Work instructions: Range to reproduce from the entries below: the line with "Target: grassy bank", the line with "point like [257,152].", and every line in between. Give them exactly and give nothing else.

Source records:
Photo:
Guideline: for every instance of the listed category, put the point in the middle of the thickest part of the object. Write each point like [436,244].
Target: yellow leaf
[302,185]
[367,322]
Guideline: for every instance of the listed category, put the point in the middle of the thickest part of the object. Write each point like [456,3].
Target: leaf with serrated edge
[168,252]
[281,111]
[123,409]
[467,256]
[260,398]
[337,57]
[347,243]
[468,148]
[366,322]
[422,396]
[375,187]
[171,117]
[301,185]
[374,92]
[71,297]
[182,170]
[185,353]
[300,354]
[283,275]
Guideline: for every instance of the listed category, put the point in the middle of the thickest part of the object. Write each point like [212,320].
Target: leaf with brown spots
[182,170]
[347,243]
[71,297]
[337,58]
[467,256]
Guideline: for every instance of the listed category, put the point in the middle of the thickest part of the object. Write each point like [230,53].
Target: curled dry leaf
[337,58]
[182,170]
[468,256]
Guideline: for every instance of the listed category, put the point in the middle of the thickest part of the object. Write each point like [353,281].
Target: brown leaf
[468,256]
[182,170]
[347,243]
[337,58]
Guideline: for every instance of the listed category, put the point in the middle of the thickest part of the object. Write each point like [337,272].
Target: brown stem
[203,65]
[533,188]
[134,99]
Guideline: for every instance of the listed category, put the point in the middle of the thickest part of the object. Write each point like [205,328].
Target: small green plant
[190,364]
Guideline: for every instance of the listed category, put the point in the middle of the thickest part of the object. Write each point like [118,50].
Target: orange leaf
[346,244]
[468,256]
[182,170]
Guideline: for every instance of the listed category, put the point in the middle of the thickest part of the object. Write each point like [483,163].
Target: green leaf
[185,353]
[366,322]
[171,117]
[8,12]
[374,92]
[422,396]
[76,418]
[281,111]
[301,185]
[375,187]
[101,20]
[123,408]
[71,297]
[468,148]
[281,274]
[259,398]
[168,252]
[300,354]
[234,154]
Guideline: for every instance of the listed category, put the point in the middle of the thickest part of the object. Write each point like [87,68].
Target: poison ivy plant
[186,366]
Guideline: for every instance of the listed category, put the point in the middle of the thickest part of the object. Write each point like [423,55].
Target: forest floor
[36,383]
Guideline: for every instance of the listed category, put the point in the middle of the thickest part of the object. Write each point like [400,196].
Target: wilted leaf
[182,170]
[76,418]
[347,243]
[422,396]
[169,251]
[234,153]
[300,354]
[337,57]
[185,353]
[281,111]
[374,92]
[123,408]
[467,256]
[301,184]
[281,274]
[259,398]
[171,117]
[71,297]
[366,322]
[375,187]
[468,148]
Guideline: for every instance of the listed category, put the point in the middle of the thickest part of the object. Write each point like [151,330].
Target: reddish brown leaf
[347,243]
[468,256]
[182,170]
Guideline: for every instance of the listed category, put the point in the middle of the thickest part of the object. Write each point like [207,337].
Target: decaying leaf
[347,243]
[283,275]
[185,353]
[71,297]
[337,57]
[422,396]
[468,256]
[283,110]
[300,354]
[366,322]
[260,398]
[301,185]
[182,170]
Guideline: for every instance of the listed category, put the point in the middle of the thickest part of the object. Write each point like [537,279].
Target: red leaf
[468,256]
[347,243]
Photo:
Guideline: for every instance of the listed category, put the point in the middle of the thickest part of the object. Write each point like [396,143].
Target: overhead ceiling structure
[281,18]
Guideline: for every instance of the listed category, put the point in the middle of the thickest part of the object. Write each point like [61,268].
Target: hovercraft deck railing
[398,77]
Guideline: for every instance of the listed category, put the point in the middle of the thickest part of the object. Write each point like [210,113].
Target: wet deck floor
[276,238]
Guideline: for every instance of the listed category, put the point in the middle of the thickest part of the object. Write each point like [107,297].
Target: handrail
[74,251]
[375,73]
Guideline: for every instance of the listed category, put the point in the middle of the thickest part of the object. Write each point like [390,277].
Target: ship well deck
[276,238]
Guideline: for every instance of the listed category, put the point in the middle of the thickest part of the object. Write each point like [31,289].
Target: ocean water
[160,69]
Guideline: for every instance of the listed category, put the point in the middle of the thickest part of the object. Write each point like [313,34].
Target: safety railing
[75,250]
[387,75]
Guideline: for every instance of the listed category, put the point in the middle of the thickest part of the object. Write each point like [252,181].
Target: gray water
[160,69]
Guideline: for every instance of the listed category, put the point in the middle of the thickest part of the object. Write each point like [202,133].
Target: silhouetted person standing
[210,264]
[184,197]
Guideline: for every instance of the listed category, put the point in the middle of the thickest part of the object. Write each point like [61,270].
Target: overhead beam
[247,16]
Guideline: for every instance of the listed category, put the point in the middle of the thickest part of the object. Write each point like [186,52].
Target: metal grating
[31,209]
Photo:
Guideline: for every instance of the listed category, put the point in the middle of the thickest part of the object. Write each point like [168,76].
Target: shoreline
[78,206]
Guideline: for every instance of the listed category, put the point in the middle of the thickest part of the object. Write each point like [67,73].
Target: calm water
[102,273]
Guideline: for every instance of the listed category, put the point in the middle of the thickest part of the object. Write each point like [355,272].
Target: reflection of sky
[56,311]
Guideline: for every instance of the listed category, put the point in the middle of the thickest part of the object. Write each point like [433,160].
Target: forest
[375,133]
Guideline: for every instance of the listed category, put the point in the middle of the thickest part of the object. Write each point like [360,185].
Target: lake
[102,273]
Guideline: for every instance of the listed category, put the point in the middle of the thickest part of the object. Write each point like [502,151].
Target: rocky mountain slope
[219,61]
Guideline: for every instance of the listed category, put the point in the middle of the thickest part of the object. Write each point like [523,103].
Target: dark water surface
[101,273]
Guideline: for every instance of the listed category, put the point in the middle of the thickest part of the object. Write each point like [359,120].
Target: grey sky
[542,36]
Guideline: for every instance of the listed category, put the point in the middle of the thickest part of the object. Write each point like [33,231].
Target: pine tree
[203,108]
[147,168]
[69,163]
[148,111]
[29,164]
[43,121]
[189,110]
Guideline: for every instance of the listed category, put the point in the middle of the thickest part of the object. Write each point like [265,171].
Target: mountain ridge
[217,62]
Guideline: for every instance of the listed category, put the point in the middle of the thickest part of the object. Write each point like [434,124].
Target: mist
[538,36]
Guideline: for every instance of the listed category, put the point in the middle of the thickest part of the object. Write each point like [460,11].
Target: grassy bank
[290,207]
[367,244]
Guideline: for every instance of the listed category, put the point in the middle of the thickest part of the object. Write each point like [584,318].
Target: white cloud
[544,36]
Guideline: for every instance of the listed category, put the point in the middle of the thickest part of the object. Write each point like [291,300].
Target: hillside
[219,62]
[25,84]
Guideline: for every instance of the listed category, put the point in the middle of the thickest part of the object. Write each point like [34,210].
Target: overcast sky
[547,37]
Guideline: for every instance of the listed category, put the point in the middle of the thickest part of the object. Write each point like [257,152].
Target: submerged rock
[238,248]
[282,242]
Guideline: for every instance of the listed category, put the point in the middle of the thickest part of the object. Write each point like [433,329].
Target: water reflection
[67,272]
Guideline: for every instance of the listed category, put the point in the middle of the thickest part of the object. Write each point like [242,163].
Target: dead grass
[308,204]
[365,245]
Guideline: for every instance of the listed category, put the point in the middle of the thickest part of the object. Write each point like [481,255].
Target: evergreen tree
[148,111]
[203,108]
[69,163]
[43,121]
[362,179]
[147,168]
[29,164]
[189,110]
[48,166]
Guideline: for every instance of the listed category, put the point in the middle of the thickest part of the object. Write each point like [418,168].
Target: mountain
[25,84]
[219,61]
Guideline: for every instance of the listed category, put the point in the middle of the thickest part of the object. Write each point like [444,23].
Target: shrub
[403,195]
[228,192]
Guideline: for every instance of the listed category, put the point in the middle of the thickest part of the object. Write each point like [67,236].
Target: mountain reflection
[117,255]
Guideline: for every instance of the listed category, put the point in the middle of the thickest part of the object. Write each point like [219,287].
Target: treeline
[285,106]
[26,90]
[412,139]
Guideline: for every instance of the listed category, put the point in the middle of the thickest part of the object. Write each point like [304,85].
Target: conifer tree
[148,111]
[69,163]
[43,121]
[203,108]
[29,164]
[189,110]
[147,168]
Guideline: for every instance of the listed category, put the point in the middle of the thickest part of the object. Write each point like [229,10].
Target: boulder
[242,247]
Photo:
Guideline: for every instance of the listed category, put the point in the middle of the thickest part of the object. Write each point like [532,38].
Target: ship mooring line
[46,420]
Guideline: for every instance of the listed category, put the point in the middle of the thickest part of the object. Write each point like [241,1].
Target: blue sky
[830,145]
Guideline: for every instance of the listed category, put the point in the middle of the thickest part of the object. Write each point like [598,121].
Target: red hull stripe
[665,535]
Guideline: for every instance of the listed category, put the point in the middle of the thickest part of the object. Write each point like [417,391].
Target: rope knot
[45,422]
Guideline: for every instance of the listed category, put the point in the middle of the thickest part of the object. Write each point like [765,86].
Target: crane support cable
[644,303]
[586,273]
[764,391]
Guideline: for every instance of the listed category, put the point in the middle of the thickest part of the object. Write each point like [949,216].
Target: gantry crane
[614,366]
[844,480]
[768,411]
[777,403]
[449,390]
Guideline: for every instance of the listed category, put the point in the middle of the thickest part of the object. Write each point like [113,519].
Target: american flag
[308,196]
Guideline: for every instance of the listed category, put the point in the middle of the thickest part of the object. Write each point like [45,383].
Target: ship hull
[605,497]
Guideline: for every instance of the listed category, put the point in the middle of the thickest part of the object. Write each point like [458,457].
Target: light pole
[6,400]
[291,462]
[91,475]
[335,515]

The answer:
Target: grassy bank
[290,207]
[367,244]
Guideline: for every instance of the listed category, put the point in the middle of the thickest part of the object. Write each point like [584,318].
Target: white cloud
[544,36]
Guideline: for every instance of the listed category, put the point in the middle of the thickest part of the object. Write each point like [291,300].
Target: hillside
[219,62]
[25,84]
Guideline: for every instance of the listed category, put the point in the middle of the thickest part of the object. Write each point like [34,210].
Target: overcast sky
[547,37]
Guideline: for every instance of the listed category, put the point in the middle of the thickest part of the object. Write each point like [257,152].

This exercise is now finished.